What to work on
Pick out every line in the items below that contains the word "pole", matching case exactly, and copy each of those lines.

[Point placement records]
■ ■ ■

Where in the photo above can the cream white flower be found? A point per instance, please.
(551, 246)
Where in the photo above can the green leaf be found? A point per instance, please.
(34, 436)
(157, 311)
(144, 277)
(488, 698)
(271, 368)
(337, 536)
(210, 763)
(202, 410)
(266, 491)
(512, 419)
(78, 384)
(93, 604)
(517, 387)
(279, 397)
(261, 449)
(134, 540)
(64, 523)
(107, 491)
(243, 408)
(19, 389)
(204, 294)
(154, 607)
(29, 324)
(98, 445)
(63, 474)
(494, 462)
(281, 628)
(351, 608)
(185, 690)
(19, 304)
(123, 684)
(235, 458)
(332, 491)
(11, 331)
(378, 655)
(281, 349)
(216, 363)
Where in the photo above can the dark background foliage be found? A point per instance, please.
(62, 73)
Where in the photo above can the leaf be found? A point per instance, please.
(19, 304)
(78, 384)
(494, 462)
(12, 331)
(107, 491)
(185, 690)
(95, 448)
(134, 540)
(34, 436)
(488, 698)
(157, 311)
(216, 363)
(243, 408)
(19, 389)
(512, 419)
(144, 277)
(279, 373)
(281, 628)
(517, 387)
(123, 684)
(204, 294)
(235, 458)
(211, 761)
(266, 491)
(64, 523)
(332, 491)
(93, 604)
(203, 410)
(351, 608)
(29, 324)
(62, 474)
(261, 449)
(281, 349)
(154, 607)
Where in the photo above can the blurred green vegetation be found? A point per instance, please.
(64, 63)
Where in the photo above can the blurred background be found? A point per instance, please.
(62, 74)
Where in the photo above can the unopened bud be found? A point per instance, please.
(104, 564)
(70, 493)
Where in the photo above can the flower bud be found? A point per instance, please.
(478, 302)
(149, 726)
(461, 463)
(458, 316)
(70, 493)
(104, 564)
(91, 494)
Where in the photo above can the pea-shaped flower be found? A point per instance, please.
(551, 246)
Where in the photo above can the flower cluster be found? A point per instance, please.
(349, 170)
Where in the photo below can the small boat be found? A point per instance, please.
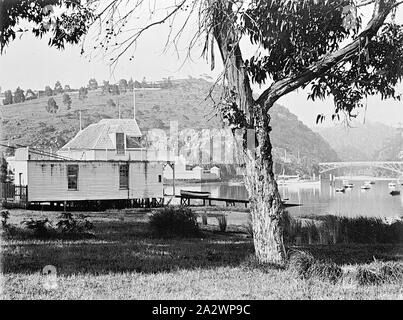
(198, 194)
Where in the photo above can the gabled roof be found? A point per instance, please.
(97, 135)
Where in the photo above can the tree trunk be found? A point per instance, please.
(266, 205)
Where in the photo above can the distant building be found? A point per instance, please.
(196, 173)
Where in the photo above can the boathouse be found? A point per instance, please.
(103, 164)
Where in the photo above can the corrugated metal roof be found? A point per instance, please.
(97, 135)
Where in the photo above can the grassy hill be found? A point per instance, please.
(29, 123)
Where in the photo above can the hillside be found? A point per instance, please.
(360, 142)
(28, 123)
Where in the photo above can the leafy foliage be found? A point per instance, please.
(294, 35)
(83, 93)
(52, 106)
(67, 101)
(19, 95)
(8, 97)
(74, 225)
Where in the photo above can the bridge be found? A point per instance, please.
(395, 166)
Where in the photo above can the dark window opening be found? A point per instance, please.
(124, 176)
(72, 177)
(133, 142)
(120, 143)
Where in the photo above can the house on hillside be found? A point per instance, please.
(104, 163)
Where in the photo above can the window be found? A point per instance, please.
(120, 143)
(124, 176)
(72, 176)
(133, 142)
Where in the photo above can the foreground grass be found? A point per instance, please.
(126, 262)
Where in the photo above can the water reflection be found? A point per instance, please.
(320, 198)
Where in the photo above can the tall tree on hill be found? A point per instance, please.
(320, 44)
(48, 91)
(114, 90)
(8, 97)
(19, 95)
(52, 106)
(123, 86)
(30, 95)
(58, 88)
(106, 87)
(92, 84)
(3, 169)
(130, 85)
(82, 93)
(67, 101)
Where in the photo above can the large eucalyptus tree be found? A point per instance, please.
(320, 44)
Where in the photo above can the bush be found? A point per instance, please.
(380, 272)
(5, 215)
(42, 228)
(249, 226)
(305, 266)
(174, 221)
(74, 225)
(222, 222)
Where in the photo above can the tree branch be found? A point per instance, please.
(284, 86)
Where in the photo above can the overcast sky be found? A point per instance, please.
(30, 63)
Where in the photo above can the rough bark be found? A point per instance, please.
(266, 205)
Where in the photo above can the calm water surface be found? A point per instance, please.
(320, 199)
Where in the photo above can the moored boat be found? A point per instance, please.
(392, 185)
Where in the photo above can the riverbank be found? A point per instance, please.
(124, 261)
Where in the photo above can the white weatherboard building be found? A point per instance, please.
(102, 162)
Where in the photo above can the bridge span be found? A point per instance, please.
(394, 166)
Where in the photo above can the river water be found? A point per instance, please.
(320, 198)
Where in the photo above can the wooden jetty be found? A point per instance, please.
(186, 196)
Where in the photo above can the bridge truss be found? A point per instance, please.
(395, 166)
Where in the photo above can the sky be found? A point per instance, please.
(30, 63)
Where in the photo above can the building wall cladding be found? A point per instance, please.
(97, 180)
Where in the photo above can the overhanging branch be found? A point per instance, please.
(284, 86)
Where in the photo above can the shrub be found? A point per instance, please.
(305, 266)
(222, 222)
(299, 263)
(74, 225)
(5, 215)
(41, 228)
(174, 221)
(380, 272)
(249, 226)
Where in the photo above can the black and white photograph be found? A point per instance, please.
(201, 155)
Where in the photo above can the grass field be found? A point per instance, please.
(124, 261)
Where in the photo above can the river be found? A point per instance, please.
(320, 198)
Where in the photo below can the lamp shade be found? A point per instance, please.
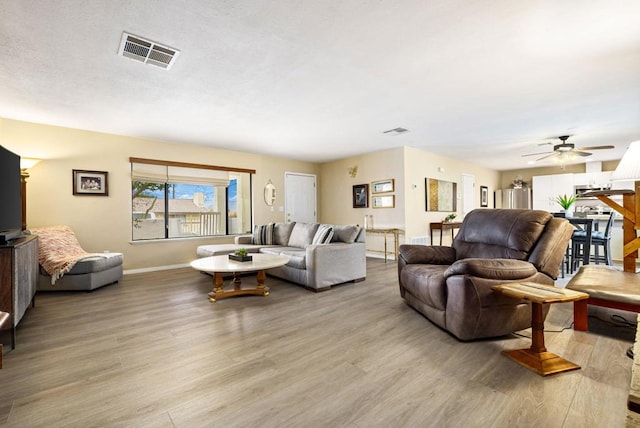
(629, 167)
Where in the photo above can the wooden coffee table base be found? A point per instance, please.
(219, 292)
(536, 357)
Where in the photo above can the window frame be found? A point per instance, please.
(166, 237)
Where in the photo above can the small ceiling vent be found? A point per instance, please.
(396, 131)
(140, 49)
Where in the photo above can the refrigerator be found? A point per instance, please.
(513, 198)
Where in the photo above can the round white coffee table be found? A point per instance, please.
(219, 265)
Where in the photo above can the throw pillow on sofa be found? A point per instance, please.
(323, 235)
(282, 232)
(263, 234)
(302, 234)
(345, 233)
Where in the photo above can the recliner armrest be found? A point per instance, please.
(423, 254)
(498, 269)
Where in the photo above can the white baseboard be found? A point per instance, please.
(155, 268)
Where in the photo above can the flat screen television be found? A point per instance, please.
(10, 197)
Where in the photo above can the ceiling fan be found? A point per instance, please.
(565, 151)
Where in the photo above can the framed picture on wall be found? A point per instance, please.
(484, 196)
(90, 183)
(361, 196)
(382, 186)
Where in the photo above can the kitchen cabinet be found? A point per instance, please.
(546, 188)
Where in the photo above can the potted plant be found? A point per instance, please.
(566, 202)
(241, 255)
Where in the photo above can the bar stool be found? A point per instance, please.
(598, 239)
(566, 265)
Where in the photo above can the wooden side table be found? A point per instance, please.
(443, 226)
(537, 358)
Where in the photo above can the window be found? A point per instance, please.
(178, 200)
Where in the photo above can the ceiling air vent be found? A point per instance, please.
(143, 50)
(396, 131)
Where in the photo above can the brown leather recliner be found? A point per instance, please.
(451, 286)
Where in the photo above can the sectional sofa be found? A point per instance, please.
(321, 255)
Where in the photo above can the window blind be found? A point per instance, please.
(155, 173)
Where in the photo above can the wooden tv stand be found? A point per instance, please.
(18, 279)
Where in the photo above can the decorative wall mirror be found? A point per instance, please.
(440, 195)
(269, 193)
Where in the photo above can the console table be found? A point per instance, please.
(443, 226)
(396, 237)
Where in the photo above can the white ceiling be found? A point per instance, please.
(318, 80)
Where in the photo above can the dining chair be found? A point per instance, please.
(598, 239)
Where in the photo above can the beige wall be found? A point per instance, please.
(104, 223)
(337, 186)
(419, 165)
(408, 167)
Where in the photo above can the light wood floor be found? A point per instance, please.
(152, 351)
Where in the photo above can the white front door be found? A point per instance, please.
(300, 197)
(468, 193)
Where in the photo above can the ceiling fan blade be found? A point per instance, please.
(536, 154)
(547, 156)
(579, 153)
(596, 148)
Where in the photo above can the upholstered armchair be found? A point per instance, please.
(451, 286)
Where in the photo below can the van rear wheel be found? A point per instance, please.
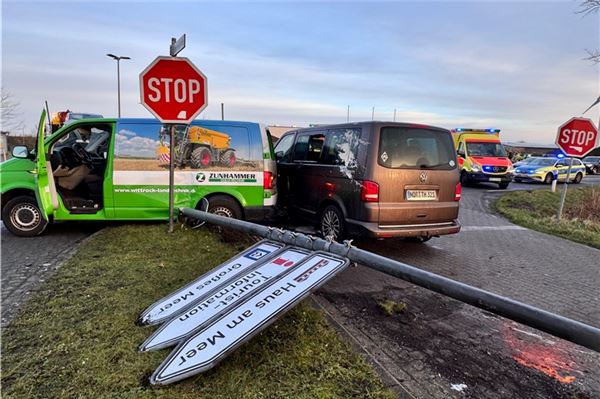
(224, 206)
(332, 223)
(22, 217)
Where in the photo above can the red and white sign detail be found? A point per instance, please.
(173, 89)
(577, 137)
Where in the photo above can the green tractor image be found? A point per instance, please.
(200, 148)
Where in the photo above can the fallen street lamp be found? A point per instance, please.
(118, 59)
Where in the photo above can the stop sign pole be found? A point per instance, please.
(576, 138)
(174, 90)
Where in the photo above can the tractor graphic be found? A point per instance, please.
(198, 148)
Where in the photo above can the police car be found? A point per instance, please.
(547, 169)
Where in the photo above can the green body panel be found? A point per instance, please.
(17, 174)
(42, 191)
(138, 202)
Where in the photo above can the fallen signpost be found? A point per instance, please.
(230, 293)
(205, 285)
(209, 345)
(559, 326)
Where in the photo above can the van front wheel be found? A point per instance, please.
(22, 217)
(332, 223)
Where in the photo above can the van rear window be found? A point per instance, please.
(415, 148)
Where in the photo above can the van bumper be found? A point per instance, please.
(483, 177)
(259, 213)
(374, 230)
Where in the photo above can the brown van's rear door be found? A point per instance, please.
(405, 199)
(417, 176)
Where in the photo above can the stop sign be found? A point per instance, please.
(577, 137)
(173, 89)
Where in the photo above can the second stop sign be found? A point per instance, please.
(577, 137)
(173, 89)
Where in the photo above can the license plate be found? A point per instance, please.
(421, 195)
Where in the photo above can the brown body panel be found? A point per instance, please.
(312, 186)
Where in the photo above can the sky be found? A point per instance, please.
(513, 65)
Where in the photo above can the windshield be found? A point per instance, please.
(543, 162)
(405, 147)
(486, 149)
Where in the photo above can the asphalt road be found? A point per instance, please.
(438, 344)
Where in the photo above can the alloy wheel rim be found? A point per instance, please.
(330, 225)
(222, 211)
(25, 217)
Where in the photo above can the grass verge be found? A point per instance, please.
(537, 210)
(76, 336)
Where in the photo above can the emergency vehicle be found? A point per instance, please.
(482, 157)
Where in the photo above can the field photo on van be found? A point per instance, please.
(102, 169)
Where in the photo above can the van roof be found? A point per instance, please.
(371, 123)
(216, 122)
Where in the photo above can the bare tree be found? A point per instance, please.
(588, 7)
(10, 113)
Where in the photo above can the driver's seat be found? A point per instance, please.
(69, 178)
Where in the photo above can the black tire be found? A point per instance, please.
(201, 158)
(224, 206)
(331, 223)
(228, 158)
(22, 217)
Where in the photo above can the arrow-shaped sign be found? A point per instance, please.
(207, 284)
(236, 291)
(210, 345)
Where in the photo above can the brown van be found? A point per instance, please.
(375, 179)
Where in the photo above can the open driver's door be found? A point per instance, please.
(45, 193)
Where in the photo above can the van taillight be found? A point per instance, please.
(369, 191)
(457, 192)
(268, 180)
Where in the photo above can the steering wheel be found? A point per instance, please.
(83, 155)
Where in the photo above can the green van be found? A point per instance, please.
(118, 169)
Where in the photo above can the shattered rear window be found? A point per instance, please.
(416, 148)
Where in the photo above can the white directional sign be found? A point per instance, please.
(236, 290)
(209, 345)
(207, 284)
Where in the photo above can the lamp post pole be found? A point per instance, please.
(118, 59)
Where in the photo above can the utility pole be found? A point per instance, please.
(118, 59)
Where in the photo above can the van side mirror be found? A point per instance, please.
(20, 151)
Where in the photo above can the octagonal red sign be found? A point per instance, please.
(173, 89)
(577, 137)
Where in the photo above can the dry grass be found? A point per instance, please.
(587, 207)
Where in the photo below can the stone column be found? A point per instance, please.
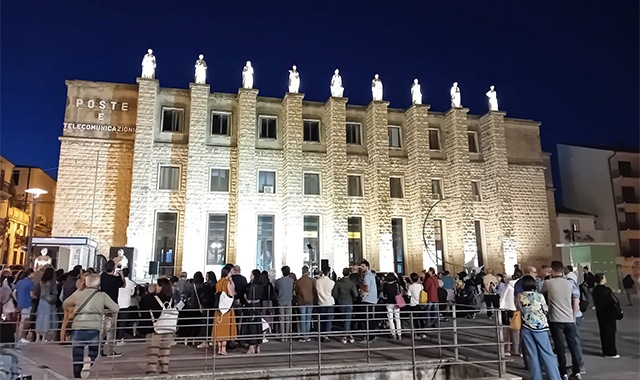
(141, 216)
(460, 224)
(292, 131)
(418, 189)
(195, 231)
(336, 180)
(499, 232)
(376, 188)
(242, 187)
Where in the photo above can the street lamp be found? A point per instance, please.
(36, 192)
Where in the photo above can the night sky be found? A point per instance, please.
(572, 65)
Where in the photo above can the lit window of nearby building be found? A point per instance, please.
(268, 127)
(394, 137)
(311, 129)
(220, 122)
(219, 180)
(169, 177)
(267, 182)
(353, 134)
(311, 184)
(172, 119)
(395, 184)
(354, 185)
(434, 139)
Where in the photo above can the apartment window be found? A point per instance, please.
(219, 180)
(169, 178)
(436, 189)
(394, 137)
(311, 130)
(395, 184)
(473, 142)
(268, 127)
(266, 182)
(354, 226)
(172, 119)
(311, 184)
(311, 241)
(220, 123)
(354, 185)
(434, 139)
(353, 134)
(397, 237)
(264, 261)
(217, 239)
(476, 191)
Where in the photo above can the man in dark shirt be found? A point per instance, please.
(110, 283)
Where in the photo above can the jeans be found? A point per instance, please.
(305, 319)
(569, 332)
(79, 340)
(539, 353)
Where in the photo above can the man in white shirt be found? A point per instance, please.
(324, 288)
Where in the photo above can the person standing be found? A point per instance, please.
(608, 311)
(564, 304)
(284, 290)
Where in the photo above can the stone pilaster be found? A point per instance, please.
(460, 224)
(141, 216)
(292, 134)
(499, 232)
(418, 189)
(243, 184)
(197, 180)
(376, 188)
(336, 180)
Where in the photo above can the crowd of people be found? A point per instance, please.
(234, 311)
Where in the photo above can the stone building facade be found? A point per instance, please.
(195, 179)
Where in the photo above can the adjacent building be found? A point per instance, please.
(194, 179)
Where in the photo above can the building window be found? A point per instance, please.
(395, 184)
(394, 137)
(354, 186)
(219, 180)
(267, 182)
(165, 241)
(397, 237)
(434, 139)
(353, 134)
(311, 241)
(311, 184)
(436, 189)
(476, 191)
(169, 178)
(172, 119)
(268, 127)
(220, 122)
(217, 239)
(354, 225)
(265, 242)
(473, 142)
(311, 130)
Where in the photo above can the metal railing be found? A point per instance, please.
(446, 336)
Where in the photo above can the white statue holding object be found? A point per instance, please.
(247, 76)
(201, 70)
(455, 96)
(294, 80)
(416, 94)
(376, 88)
(493, 99)
(336, 85)
(149, 65)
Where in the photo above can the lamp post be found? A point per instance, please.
(36, 192)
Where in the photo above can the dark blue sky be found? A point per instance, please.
(572, 65)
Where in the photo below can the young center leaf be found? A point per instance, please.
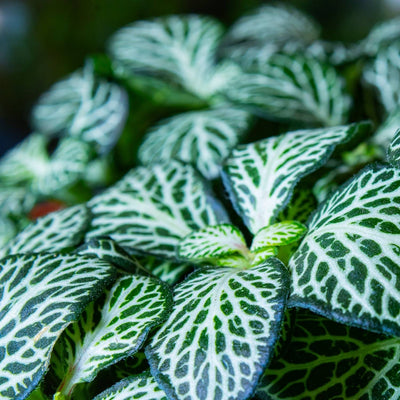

■ ■ ■

Right answer
Where in the photo above can the stop sign pole be found? A point per instance, please.
Where in the photo above can the lamp post pole be found? A point per instance, please.
Where in the photo above can the utility pole be found? A point per instance, please.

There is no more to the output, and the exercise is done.